The request.
Which lines in the entries below contain the string "Return", matching case exactly? Extract each of those lines in full.

....

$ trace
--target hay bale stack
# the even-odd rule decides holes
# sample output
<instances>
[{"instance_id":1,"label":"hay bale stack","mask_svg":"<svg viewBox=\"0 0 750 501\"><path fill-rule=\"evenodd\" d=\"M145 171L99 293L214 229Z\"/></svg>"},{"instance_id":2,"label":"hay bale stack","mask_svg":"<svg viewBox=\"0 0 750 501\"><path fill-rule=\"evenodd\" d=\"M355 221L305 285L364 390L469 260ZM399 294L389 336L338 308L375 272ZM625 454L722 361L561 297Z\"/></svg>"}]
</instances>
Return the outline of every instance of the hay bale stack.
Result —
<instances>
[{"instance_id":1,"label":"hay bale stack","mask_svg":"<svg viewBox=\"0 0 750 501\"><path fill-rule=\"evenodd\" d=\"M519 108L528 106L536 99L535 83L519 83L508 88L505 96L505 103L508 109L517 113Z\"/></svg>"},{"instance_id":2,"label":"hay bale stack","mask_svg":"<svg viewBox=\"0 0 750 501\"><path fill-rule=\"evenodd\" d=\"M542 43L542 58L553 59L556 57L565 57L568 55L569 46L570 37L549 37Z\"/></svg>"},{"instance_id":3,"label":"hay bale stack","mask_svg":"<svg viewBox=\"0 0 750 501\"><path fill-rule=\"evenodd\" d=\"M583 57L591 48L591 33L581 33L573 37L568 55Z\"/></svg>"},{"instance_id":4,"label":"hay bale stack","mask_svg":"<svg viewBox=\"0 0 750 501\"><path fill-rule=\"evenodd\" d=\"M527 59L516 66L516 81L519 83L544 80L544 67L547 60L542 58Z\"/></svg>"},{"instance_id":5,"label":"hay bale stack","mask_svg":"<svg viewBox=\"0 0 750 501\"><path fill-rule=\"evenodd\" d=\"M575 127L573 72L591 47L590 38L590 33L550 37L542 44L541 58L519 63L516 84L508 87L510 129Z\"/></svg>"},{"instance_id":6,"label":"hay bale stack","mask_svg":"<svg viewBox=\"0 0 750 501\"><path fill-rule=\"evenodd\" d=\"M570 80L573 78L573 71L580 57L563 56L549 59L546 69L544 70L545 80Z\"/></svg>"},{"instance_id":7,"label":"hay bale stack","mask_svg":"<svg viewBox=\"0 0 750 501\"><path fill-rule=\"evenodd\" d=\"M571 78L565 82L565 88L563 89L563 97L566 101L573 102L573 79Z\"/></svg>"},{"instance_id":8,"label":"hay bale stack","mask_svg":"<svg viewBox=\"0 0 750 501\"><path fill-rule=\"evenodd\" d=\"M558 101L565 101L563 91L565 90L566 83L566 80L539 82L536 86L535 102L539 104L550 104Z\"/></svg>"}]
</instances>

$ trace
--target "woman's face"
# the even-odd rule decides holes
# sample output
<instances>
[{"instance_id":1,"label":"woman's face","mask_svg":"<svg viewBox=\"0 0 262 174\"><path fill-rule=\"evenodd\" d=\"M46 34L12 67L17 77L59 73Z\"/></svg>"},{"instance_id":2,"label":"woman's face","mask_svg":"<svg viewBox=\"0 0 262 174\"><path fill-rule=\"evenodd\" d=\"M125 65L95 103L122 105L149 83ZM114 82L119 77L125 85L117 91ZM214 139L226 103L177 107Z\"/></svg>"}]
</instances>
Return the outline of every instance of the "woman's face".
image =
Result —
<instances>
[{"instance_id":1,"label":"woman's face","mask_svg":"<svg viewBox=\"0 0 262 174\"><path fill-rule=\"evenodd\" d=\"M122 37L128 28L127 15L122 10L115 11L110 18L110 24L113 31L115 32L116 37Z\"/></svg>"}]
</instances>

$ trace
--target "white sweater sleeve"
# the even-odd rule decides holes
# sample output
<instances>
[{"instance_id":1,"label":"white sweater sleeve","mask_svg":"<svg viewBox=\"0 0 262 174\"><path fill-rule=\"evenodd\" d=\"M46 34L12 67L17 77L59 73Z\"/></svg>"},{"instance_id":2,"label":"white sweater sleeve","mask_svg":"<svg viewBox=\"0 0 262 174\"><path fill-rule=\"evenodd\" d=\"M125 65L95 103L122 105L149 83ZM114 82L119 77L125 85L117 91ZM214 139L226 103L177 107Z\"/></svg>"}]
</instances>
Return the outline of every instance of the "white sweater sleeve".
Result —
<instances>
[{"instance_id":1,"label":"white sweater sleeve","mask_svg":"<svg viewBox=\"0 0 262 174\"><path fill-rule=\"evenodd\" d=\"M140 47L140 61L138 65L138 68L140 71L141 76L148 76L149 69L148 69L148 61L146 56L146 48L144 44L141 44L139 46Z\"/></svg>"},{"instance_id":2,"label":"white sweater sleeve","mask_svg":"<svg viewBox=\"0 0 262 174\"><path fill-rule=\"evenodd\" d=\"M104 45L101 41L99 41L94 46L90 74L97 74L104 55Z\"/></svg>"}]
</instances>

....

Result of this task.
Return the outline of every instance of the hay bale stack.
Return the outline of every instance of the "woman's face".
Return the outline of every instance of the "white sweater sleeve".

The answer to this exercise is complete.